● What to do
Rewrite the material below as a numbered list with one line per item, leaving out the blank lines.

● Entries shown
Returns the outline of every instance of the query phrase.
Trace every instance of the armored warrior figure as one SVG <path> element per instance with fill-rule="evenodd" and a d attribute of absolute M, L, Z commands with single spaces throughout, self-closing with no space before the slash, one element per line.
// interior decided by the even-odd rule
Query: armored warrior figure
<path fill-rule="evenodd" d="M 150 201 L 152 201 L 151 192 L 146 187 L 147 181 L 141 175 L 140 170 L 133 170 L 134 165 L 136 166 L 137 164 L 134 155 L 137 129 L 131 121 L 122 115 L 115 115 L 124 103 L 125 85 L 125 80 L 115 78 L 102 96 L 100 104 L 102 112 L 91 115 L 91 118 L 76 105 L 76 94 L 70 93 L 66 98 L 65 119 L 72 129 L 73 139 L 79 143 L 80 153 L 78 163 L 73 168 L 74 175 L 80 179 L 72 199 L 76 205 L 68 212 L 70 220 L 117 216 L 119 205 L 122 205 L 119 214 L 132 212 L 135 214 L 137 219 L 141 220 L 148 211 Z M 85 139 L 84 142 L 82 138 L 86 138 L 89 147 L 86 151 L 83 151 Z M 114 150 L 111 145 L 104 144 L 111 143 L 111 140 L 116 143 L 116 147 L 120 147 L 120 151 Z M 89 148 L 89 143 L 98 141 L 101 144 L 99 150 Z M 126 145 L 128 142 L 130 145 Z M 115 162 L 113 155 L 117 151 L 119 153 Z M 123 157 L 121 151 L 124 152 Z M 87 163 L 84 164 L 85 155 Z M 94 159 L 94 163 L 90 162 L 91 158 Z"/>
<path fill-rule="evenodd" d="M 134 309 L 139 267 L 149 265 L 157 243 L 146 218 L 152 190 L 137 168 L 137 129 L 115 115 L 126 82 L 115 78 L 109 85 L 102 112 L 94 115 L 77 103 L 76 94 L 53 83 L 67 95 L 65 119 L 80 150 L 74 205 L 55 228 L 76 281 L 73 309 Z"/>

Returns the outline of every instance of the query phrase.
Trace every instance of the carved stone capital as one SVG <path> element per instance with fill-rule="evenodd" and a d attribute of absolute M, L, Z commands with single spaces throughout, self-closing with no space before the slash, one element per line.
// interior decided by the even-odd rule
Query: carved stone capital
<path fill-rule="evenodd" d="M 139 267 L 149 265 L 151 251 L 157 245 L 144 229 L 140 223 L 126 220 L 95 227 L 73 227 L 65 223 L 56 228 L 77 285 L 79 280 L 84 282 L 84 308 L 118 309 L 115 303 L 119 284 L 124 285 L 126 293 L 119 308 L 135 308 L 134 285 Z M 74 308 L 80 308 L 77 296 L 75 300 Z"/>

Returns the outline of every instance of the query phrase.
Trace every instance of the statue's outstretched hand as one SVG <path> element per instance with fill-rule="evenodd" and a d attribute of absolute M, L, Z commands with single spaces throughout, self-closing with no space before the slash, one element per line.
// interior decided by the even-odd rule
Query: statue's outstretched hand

● Reply
1. Returns the outline of every instance of the query phrase.
2. Trace every instance of the armored warrior figure as one SVG <path> element per instance with fill-rule="evenodd" and a d attribute of absolute M, L, Z commands with single spaces throughout, self-closing with no space before the slash, one element per line.
3. // interior decided by the even-odd rule
4. Query: armored warrior figure
5. <path fill-rule="evenodd" d="M 150 201 L 152 201 L 151 192 L 146 187 L 147 181 L 141 175 L 140 170 L 133 170 L 134 165 L 136 166 L 137 164 L 134 155 L 137 129 L 131 121 L 122 115 L 115 115 L 124 103 L 125 85 L 125 80 L 115 78 L 102 96 L 100 104 L 102 112 L 91 115 L 91 118 L 76 105 L 76 94 L 70 93 L 66 98 L 65 119 L 72 129 L 73 139 L 79 143 L 80 153 L 78 163 L 73 168 L 74 175 L 80 179 L 72 199 L 76 205 L 68 212 L 70 220 L 117 216 L 119 205 L 122 205 L 119 214 L 132 212 L 135 214 L 137 219 L 141 220 L 148 211 Z M 85 139 L 84 142 L 82 138 L 86 138 L 89 147 L 86 151 L 83 151 Z M 114 150 L 111 145 L 104 144 L 111 143 L 111 140 L 116 143 L 116 147 L 120 147 L 120 151 Z M 89 148 L 89 143 L 98 141 L 101 144 L 99 150 Z M 126 145 L 128 142 L 130 145 Z M 115 162 L 113 155 L 117 151 L 119 153 Z M 123 157 L 121 151 L 124 152 Z M 87 163 L 84 164 L 85 155 Z M 94 159 L 94 163 L 90 162 L 91 158 Z"/>
6. <path fill-rule="evenodd" d="M 134 309 L 139 267 L 149 265 L 157 243 L 146 218 L 152 190 L 137 168 L 137 129 L 115 115 L 126 82 L 115 78 L 109 85 L 102 112 L 94 115 L 77 103 L 76 94 L 53 83 L 67 95 L 65 119 L 80 150 L 74 205 L 55 228 L 76 281 L 73 309 Z"/>
7. Returns the outline of every instance of the query phrase.
8. Trace every instance of the carved stone capital as one SVG <path> element per instance with fill-rule="evenodd" and a d attribute of absolute M, L, Z commands with single spaces throughout, self-closing with no space before the slash, one element per line.
9. // interior decided by the even-odd rule
10. Query: carved stone capital
11. <path fill-rule="evenodd" d="M 139 267 L 149 265 L 151 251 L 157 245 L 144 229 L 140 223 L 126 220 L 95 227 L 73 227 L 65 223 L 56 228 L 77 285 L 79 280 L 84 282 L 84 308 L 118 309 L 115 303 L 119 284 L 124 285 L 126 293 L 119 308 L 135 308 L 134 285 Z M 74 308 L 80 308 L 77 296 L 75 300 Z"/>
12. Returns the outline of every instance of the query phrase.
13. Trace every instance of the statue's outstretched hand as one SVG <path> element per instance with fill-rule="evenodd" and a d attribute of absolute M, L, Z commands with single spaces throughout, self-closing with no space before the slash, one element per line.
14. // interior decided by the even-odd rule
15. Query: statue's outstretched hand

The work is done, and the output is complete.